▶ [Raw data]:
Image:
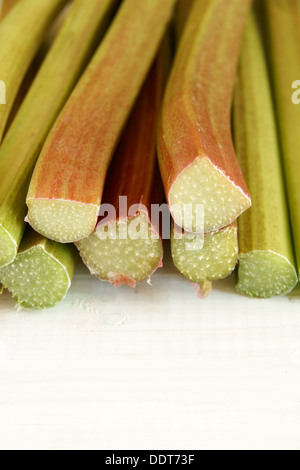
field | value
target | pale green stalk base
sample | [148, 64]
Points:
[56, 219]
[215, 260]
[122, 261]
[283, 29]
[41, 274]
[8, 248]
[266, 262]
[265, 274]
[202, 183]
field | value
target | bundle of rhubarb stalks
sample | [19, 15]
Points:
[117, 116]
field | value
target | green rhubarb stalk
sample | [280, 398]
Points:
[266, 260]
[21, 34]
[56, 78]
[66, 188]
[205, 258]
[41, 274]
[283, 18]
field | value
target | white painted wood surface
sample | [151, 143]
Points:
[152, 368]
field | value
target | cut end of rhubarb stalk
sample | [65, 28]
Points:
[201, 183]
[265, 274]
[203, 289]
[123, 261]
[214, 258]
[8, 248]
[36, 279]
[62, 221]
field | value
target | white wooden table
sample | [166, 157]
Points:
[151, 369]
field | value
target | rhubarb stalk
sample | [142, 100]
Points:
[133, 174]
[21, 34]
[266, 260]
[207, 257]
[183, 9]
[6, 6]
[197, 159]
[67, 185]
[283, 18]
[41, 274]
[56, 78]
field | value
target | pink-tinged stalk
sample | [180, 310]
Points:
[196, 154]
[66, 189]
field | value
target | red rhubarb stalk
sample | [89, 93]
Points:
[117, 257]
[66, 190]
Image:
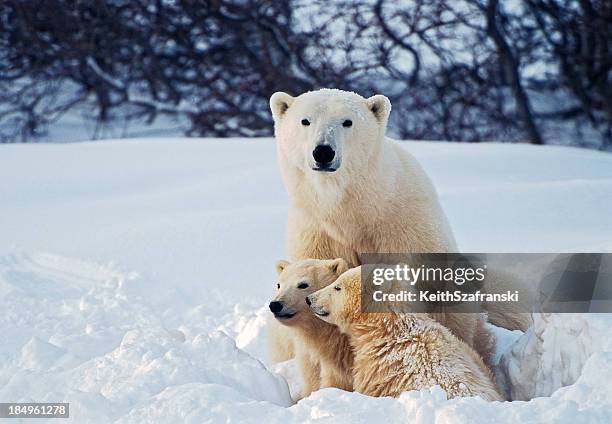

▶ [Task description]:
Extract every line of the data exactly; pictures stay out.

▶ [Output below]:
Image:
field | value
target | pale green stalk base
sample | [148, 64]
Points:
[56, 219]
[215, 260]
[122, 261]
[283, 29]
[41, 274]
[8, 248]
[266, 262]
[265, 274]
[202, 183]
field | value
target | bundle of rhubarb stalks
sample | [19, 15]
Points:
[117, 116]
field | value
target | green rhubarb stalk
sample | [280, 398]
Points:
[266, 260]
[21, 34]
[56, 78]
[66, 188]
[205, 258]
[41, 274]
[283, 18]
field | value
target | white painted wood surface
sample | [151, 143]
Points:
[152, 368]
field | value
target | cut end of rhubarb stalk
sample | [65, 28]
Points:
[201, 183]
[265, 274]
[203, 289]
[123, 261]
[214, 258]
[8, 248]
[36, 279]
[62, 221]
field | value
target | white wooden table
sample | [166, 157]
Points:
[151, 369]
field | value
target | rhubarb stalk
sample | [142, 100]
Points:
[133, 174]
[21, 34]
[266, 260]
[207, 257]
[183, 9]
[6, 6]
[197, 159]
[67, 185]
[283, 18]
[41, 274]
[56, 78]
field | value
target | pink-tinged stalk
sample | [180, 310]
Points:
[196, 154]
[66, 189]
field | value
target | red rhubarb stalk
sample | [89, 93]
Points:
[117, 257]
[66, 190]
Image:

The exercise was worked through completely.